Turn the rows below into a Markdown table with the columns Nr and Line, giving each non-blank line its own number. Leave the pictures out.

-- Task inputs --
☆ ☆ ☆ ☆ ☆ ☆ ☆
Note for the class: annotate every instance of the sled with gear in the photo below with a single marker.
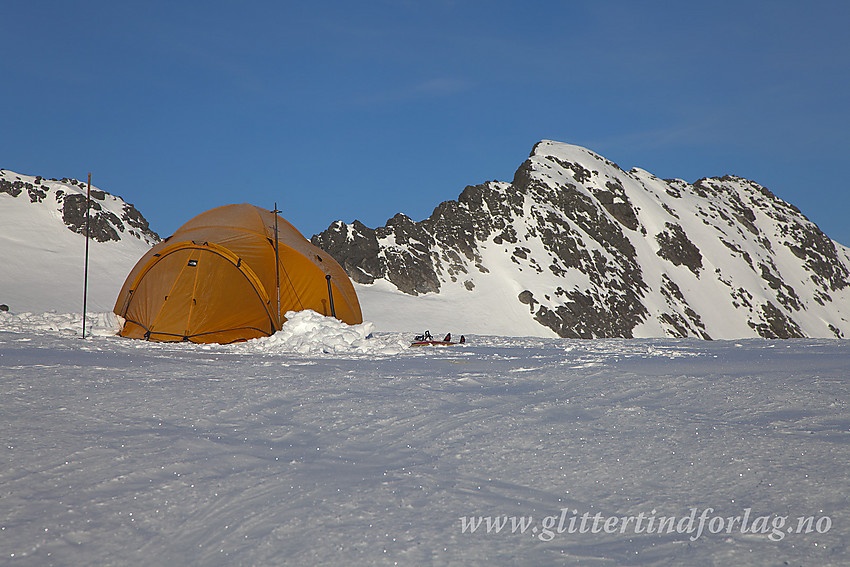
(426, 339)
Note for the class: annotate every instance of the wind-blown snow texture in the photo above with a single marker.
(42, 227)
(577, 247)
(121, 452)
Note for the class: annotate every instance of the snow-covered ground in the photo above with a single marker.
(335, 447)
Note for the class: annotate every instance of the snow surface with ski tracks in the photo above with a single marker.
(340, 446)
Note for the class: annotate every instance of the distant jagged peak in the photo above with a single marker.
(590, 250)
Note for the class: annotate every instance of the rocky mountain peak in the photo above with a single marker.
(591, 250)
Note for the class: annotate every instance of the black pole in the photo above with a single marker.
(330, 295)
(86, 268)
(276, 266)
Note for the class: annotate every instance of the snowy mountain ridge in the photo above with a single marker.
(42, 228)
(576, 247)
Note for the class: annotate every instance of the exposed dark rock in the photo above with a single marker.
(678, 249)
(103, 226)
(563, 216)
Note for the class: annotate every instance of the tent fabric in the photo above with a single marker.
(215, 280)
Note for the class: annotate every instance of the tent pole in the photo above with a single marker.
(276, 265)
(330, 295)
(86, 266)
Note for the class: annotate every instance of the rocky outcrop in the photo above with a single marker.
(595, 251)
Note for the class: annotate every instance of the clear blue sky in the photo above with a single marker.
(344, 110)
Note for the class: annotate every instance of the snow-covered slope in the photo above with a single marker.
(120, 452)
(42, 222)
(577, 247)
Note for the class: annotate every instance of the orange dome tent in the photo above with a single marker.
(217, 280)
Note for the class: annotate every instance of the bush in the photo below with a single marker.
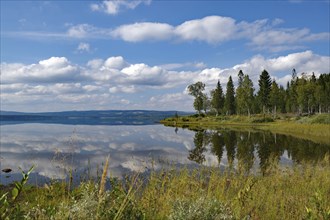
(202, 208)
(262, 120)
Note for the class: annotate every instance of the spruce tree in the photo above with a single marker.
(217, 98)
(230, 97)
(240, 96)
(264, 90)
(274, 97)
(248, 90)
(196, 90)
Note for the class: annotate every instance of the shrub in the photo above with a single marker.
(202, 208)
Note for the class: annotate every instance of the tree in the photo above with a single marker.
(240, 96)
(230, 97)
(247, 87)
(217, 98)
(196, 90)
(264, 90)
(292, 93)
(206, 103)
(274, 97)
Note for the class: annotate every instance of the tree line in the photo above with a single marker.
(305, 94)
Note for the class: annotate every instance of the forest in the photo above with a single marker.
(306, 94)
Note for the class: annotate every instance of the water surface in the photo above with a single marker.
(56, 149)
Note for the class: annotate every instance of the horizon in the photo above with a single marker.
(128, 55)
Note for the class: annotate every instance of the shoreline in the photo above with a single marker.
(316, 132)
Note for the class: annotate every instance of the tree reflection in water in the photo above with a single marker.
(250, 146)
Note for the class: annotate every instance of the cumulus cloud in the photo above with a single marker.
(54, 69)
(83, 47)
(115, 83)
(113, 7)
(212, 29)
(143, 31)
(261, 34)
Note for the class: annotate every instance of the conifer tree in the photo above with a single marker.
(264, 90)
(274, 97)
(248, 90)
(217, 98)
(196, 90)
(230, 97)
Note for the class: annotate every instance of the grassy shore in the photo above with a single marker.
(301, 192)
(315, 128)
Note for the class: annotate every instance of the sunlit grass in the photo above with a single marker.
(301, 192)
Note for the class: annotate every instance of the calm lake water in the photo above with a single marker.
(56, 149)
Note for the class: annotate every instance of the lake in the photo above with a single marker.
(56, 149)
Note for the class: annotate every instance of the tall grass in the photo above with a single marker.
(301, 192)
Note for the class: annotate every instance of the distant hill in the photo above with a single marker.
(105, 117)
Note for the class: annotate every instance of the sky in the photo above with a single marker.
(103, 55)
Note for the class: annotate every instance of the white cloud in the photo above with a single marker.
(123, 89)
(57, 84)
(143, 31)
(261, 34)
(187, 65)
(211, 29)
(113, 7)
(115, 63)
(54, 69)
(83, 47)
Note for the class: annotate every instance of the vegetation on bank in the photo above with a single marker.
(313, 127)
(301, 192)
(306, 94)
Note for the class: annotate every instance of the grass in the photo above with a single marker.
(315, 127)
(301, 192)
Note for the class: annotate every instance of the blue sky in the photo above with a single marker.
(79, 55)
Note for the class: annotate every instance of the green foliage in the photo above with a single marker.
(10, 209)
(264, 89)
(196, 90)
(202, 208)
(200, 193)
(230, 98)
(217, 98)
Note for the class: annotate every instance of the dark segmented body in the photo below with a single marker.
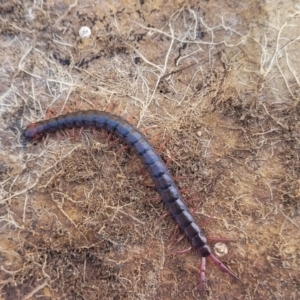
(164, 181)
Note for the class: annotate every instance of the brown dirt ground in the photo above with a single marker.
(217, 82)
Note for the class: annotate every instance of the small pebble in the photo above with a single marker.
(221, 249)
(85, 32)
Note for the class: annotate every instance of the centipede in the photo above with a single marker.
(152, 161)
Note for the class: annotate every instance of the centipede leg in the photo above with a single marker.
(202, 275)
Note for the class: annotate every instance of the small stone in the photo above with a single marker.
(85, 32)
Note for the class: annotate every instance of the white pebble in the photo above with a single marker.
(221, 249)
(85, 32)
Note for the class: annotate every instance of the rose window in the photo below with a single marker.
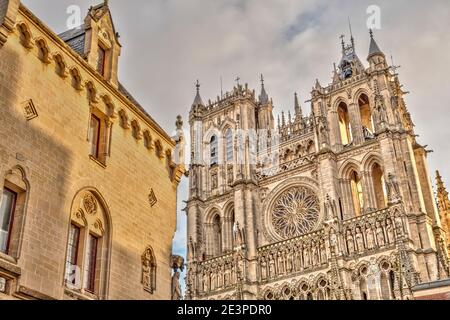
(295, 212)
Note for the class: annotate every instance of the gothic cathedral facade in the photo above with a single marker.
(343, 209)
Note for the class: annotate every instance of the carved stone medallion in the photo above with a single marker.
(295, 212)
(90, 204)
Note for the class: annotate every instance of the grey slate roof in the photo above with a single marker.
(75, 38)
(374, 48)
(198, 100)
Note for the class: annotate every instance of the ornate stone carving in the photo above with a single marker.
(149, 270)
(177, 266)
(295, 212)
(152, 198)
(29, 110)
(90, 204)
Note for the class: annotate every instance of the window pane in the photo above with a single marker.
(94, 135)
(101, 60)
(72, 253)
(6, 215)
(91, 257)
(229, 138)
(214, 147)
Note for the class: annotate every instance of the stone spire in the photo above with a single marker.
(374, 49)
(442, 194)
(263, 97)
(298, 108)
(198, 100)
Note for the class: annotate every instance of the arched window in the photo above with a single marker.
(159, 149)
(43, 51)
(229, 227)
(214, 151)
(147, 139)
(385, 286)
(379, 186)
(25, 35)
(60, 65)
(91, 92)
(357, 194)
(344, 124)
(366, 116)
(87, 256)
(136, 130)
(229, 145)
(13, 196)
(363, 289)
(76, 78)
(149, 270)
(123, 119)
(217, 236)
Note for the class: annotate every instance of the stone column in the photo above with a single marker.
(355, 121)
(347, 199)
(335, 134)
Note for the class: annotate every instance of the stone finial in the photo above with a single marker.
☆ ☆ ☆ ☆ ☆ ☆ ☆
-- Written solution --
| Nr | Line |
|---|---|
| 1 | Note for the class: annotate every instance of the sled with gear in the photo below with a single marker. |
| 2 | (426, 339) |
| 3 | Note for the class: annotate every instance of the wind-blown snow texture in the photo above with a single marker. |
| 4 | (42, 227) |
| 5 | (577, 247) |
| 6 | (121, 452) |
| 7 | Note for the class: annotate every instance of the snow-covered ground in the photo above with a single marker. |
| 8 | (335, 447) |
| 9 | Note for the class: annotate every instance of the snow surface with ski tracks in the photo above with a single marker. |
| 10 | (340, 446) |
| 11 | Note for the class: annotate every instance of the distant jagged peak in the photo above with a single marker. |
| 12 | (590, 250) |
| 13 | Note for the class: annotate every instance of the rocky mountain peak in the photo above with a single marker. |
| 14 | (591, 250) |
| 15 | Note for the class: annotate every instance of the black pole in the photo above with a single marker. |
| 16 | (330, 295) |
| 17 | (86, 268) |
| 18 | (276, 266) |
| 19 | Note for the class: annotate every instance of the snowy mountain ridge in the photo above with a single marker. |
| 20 | (42, 228) |
| 21 | (576, 247) |
| 22 | Note for the class: annotate every instance of the exposed dark rock in the photo above with a single marker. |
| 23 | (678, 249) |
| 24 | (103, 226) |
| 25 | (563, 216) |
| 26 | Note for the class: annotate every instance of the tent fabric in the photo above with a single marker. |
| 27 | (215, 280) |
| 28 | Note for the class: annotate every instance of the tent pole in the photo above with a single marker. |
| 29 | (276, 265) |
| 30 | (330, 295) |
| 31 | (86, 266) |
| 32 | Note for the class: annotate every instance of the rocky outcrop in the photo above with a single marker. |
| 33 | (595, 251) |
| 34 | Note for the class: annotate every instance of the clear blue sky in the photo above with a single marker. |
| 35 | (344, 110) |
| 36 | Note for the class: annotate every instance of the snow-covered slope in the photo above with a single marker. |
| 37 | (120, 452) |
| 38 | (42, 222) |
| 39 | (577, 247) |
| 40 | Note for the class: annotate every instance of the orange dome tent in the photo above with a single marker. |
| 41 | (217, 280) |
| 42 | Note for the class: annotate every instance of the bush in the photo below with a single marker. |
| 43 | (202, 208) |
| 44 | (262, 120) |
| 45 | Note for the class: annotate every instance of the spruce tree in the photo above with a single marker. |
| 46 | (217, 98) |
| 47 | (230, 97) |
| 48 | (240, 96) |
| 49 | (264, 90) |
| 50 | (274, 97) |
| 51 | (248, 90) |
| 52 | (196, 90) |
| 53 | Note for the class: annotate every instance of the shrub in the photo above with a single marker. |
| 54 | (202, 208) |
| 55 | Note for the class: annotate every instance of the tree in the photo above with a single marker. |
| 56 | (240, 96) |
| 57 | (230, 97) |
| 58 | (247, 87) |
| 59 | (217, 98) |
| 60 | (196, 90) |
| 61 | (264, 90) |
| 62 | (292, 93) |
| 63 | (206, 103) |
| 64 | (274, 97) |
| 65 | Note for the class: annotate every instance of the tree line in the photo above with a single marker. |
| 66 | (305, 94) |
| 67 | Note for the class: annotate every instance of the forest in the photo above with a single marker. |
| 68 | (306, 94) |
| 69 | Note for the class: annotate every instance of the water surface in the photo above with a single marker. |
| 70 | (56, 149) |
| 71 | Note for the class: annotate every instance of the horizon in the photo above with a single marker. |
| 72 | (128, 55) |
| 73 | Note for the class: annotate every instance of the shoreline in the photo above with a single marker. |
| 74 | (316, 132) |
| 75 | Note for the class: annotate every instance of the tree reflection in water in the photo above with a single marker. |
| 76 | (250, 146) |
| 77 | Note for the class: annotate every instance of the cumulus cloud in the photo above with a single marker. |
| 78 | (54, 69) |
| 79 | (83, 47) |
| 80 | (115, 83) |
| 81 | (113, 7) |
| 82 | (212, 29) |
| 83 | (143, 31) |
| 84 | (261, 34) |
| 85 | Note for the class: annotate every instance of the conifer tree in the photo above with a single marker. |
| 86 | (264, 90) |
| 87 | (274, 97) |
| 88 | (248, 90) |
| 89 | (217, 98) |
| 90 | (196, 90) |
| 91 | (230, 97) |
| 92 | Note for the class: annotate every instance of the grassy shore in the photo above with a single marker. |
| 93 | (301, 192) |
| 94 | (315, 128) |
| 95 | Note for the class: annotate every instance of the sunlit grass in the photo above with a single marker. |
| 96 | (301, 192) |
| 97 | Note for the class: annotate every instance of the calm lake water in the photo above with a single marker. |
| 98 | (56, 149) |
| 99 | Note for the class: annotate every instance of the lake in the photo above with a single marker. |
| 100 | (56, 149) |
| 101 | Note for the class: annotate every instance of the tall grass in the photo above with a single marker. |
| 102 | (301, 192) |
| 103 | Note for the class: annotate every instance of the distant hill in the photo above with a single marker. |
| 104 | (105, 117) |
| 105 | Note for the class: annotate every instance of the sky in the photo above with a single marker. |
| 106 | (103, 55) |
| 107 | Note for the class: annotate every instance of the white cloud in the photo above with a single marker. |
| 108 | (123, 89) |
| 109 | (57, 84) |
| 110 | (143, 31) |
| 111 | (261, 34) |
| 112 | (187, 65) |
| 113 | (211, 29) |
| 114 | (113, 7) |
| 115 | (115, 63) |
| 116 | (54, 69) |
| 117 | (83, 47) |
| 118 | Note for the class: annotate every instance of the vegetation on bank in the photo above with a single marker. |
| 119 | (313, 127) |
| 120 | (301, 192) |
| 121 | (306, 94) |
| 122 | Note for the class: annotate every instance of the grass in the photo above with a single marker. |
| 123 | (315, 127) |
| 124 | (301, 192) |
| 125 | Note for the class: annotate every instance of the blue sky in the photo above with a single marker. |
| 126 | (79, 55) |
| 127 | Note for the class: annotate every instance of the green foliage in the photo above with a single marker. |
| 128 | (10, 209) |
| 129 | (264, 89) |
| 130 | (196, 90) |
| 131 | (202, 208) |
| 132 | (200, 193) |
| 133 | (230, 98) |
| 134 | (217, 98) |
| 135 | Note for the class: annotate every instance of the dark segmented body in the photo below with a single marker. |
| 136 | (164, 181) |
| 137 | Note for the class: annotate every instance of the brown dirt ground in the photo above with a single marker. |
| 138 | (217, 82) |
| 139 | Note for the class: annotate every instance of the small pebble in the photo above with a single marker. |
| 140 | (221, 249) |
| 141 | (85, 32) |
| 142 | Note for the class: annotate every instance of the centipede in the photo above with a single marker. |
| 143 | (152, 161) |
| 144 | Note for the class: annotate every instance of the centipede leg in the photo above with a single marker. |
| 145 | (202, 275) |
| 146 | Note for the class: annotate every instance of the small stone in the photo above with a single marker. |
| 147 | (85, 32) |
| 148 | Note for the class: annotate every instance of the white pebble in the photo above with a single marker. |
| 149 | (221, 249) |
| 150 | (85, 32) |
| 151 | Note for the class: annotate every instance of the rose window in the photo below with a single marker. |
| 152 | (295, 212) |
| 153 | Note for the class: annotate every instance of the gothic cathedral facade in the photo above with a single marker. |
| 154 | (343, 209) |
| 155 | Note for the class: annotate every instance of the carved stone medallion in the photo above with a single marker. |
| 156 | (295, 212) |
| 157 | (90, 204) |
| 158 | Note for the class: annotate every instance of the grey slate roof in the photo above with a single marker. |
| 159 | (75, 38) |
| 160 | (374, 48) |
| 161 | (198, 100) |
| 162 | Note for the class: annotate every instance of the ornate stone carving in the photo above with a single marker. |
| 163 | (149, 270) |
| 164 | (177, 266) |
| 165 | (295, 212) |
| 166 | (152, 198) |
| 167 | (29, 110) |
| 168 | (90, 204) |
| 169 | Note for the class: annotate every instance of the window pane in the photo above with a single marker. |
| 170 | (94, 135) |
| 171 | (101, 60) |
| 172 | (72, 253) |
| 173 | (6, 215) |
| 174 | (91, 257) |
| 175 | (229, 138) |
| 176 | (214, 147) |
| 177 | Note for the class: annotate every instance of the stone spire in the photo above with a single marker. |
| 178 | (374, 49) |
| 179 | (442, 194) |
| 180 | (263, 97) |
| 181 | (298, 108) |
| 182 | (198, 100) |
| 183 | Note for the class: annotate every instance of the arched window in the photo above with a single marker. |
| 184 | (159, 149) |
| 185 | (43, 51) |
| 186 | (229, 227) |
| 187 | (214, 151) |
| 188 | (147, 139) |
| 189 | (385, 286) |
| 190 | (379, 186) |
| 191 | (25, 35) |
| 192 | (60, 65) |
| 193 | (91, 92) |
| 194 | (357, 194) |
| 195 | (344, 124) |
| 196 | (366, 116) |
| 197 | (87, 256) |
| 198 | (136, 130) |
| 199 | (229, 145) |
| 200 | (13, 196) |
| 201 | (363, 289) |
| 202 | (76, 78) |
| 203 | (149, 270) |
| 204 | (123, 119) |
| 205 | (217, 236) |
| 206 | Note for the class: annotate every instance of the stone column in the photo above with a single marker. |
| 207 | (355, 121) |
| 208 | (347, 199) |
| 209 | (335, 134) |
| 210 | Note for the class: annotate every instance of the stone finial in the photo above with a single marker. |